Dataset entries
□ □ □ □
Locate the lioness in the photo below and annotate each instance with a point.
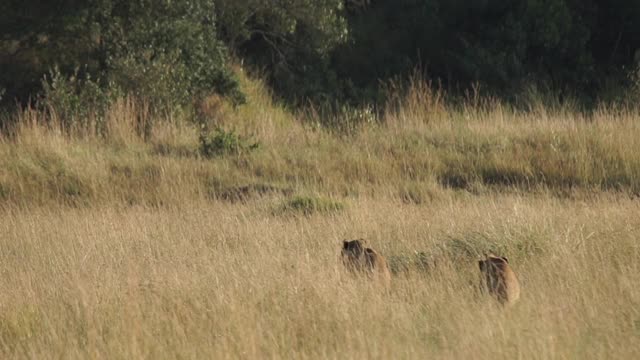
(500, 279)
(358, 258)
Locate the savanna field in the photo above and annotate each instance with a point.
(159, 243)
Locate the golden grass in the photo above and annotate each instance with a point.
(213, 280)
(126, 247)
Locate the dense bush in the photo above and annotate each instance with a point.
(164, 51)
(334, 52)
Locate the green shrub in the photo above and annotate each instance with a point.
(223, 142)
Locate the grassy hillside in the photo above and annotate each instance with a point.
(122, 246)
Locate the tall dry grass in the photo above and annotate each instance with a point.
(212, 280)
(134, 245)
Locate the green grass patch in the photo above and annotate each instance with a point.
(308, 205)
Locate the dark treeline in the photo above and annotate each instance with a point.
(332, 51)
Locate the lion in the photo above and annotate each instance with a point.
(360, 259)
(500, 279)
□ □ □ □
EXERCISE INSTRUCTIONS:
Retype exactly, please, only the lines of the entries that run from the one containing "Locate the green shrub" to the last.

SOLUTION TO THE PROBLEM:
Locate the green shrub in the photo above and annotate each instance with a point.
(223, 142)
Locate the grassy hillside in the photo above and annotate each instance with a point.
(122, 246)
Locate the tall dry grass in the photo above and annotate each instance with a point.
(212, 280)
(134, 245)
Locate the green grass patch in the photo above and annotate each instance with a point.
(308, 205)
Locate the dark treeline in the photo above and annotate each instance with a point.
(332, 51)
Locate the lion in the photo above and annotate each instance with a point.
(360, 259)
(500, 279)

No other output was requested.